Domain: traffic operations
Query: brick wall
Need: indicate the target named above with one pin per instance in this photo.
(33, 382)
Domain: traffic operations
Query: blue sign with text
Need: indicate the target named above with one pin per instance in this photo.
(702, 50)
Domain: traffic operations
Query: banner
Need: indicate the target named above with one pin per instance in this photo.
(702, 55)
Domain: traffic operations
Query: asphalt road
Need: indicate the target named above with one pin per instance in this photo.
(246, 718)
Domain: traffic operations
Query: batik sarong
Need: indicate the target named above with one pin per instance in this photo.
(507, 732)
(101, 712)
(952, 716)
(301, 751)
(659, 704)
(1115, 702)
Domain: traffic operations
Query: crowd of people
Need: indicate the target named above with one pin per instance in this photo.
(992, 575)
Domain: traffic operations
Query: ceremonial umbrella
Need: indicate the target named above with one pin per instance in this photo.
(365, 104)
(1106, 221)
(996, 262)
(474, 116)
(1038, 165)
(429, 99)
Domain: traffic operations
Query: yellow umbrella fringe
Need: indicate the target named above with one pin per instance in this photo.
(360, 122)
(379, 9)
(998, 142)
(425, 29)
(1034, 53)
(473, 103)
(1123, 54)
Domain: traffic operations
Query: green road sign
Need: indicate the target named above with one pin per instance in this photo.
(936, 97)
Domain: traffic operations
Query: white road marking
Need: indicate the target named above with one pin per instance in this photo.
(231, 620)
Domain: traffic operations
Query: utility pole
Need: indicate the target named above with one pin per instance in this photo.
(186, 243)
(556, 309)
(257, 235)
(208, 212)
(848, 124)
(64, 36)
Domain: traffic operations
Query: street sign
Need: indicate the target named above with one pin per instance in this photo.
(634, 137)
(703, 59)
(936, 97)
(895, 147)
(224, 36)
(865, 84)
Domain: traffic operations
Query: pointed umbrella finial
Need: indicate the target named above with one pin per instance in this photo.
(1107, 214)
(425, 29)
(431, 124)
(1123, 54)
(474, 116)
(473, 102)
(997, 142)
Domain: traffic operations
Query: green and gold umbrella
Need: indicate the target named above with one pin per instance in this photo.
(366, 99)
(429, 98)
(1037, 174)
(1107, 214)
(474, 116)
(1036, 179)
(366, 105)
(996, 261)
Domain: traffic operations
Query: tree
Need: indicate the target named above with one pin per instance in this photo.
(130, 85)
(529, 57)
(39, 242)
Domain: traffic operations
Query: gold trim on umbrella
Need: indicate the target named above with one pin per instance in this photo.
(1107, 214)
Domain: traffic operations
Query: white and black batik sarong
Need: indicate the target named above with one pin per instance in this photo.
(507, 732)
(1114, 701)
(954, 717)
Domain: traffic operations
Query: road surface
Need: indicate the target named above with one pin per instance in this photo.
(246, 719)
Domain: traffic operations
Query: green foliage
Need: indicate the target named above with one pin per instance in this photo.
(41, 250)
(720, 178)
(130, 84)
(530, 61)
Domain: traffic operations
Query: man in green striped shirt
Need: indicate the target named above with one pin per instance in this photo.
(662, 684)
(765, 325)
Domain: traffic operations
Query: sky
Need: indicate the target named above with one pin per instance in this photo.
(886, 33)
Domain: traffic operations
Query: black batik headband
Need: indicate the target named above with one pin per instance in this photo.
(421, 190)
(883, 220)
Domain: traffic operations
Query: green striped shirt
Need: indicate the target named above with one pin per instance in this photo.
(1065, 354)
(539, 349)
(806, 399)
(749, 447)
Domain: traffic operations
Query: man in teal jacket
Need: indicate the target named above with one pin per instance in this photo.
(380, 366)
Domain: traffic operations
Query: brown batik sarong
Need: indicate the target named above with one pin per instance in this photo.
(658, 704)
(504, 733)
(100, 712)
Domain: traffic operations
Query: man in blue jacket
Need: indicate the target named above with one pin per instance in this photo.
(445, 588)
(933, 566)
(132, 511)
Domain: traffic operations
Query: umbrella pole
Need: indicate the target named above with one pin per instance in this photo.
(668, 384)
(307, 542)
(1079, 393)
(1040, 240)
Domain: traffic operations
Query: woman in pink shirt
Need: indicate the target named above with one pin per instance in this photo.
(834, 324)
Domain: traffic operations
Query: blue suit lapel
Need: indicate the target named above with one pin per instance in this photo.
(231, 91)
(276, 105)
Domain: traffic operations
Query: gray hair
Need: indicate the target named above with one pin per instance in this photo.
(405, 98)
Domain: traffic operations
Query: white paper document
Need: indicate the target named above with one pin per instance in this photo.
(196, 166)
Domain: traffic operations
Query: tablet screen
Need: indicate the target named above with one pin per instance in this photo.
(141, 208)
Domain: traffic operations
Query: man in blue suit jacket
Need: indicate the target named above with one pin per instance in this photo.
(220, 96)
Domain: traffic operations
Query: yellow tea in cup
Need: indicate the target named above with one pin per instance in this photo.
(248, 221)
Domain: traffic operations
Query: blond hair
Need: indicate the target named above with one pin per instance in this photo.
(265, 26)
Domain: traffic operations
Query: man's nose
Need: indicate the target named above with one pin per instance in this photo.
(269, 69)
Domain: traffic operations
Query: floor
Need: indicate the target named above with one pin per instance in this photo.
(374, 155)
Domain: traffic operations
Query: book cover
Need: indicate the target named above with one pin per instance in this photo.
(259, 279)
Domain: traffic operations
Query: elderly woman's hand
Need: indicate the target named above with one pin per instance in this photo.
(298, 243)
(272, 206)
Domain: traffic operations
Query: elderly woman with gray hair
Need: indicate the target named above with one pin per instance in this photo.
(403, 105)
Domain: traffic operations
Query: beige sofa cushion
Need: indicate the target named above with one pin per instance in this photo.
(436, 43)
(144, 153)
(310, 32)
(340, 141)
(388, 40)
# # # # #
| EXERCISE |
Whatever else the listing above holds, retype exactly only the lines from the one containing "Query: brown batik sarong" to the one containing "Query: woman in pink shirt", both ends kept.

| FINISHED TASK |
Query: brown batik sarong
Need: indicate the target named above with one pin per instance in this photo.
(658, 704)
(504, 733)
(100, 712)
Domain: traffic operations
Query: man in blue jacket
Need: indicate the target named above with one pin per instance in this photo.
(445, 588)
(933, 566)
(132, 511)
Domain: traffic operations
Query: umbrella pole
Need: indicate the target named above with one pin per instance in this photo.
(668, 384)
(307, 542)
(1079, 393)
(1040, 240)
Domain: traffic operations
Query: woman in pink shirt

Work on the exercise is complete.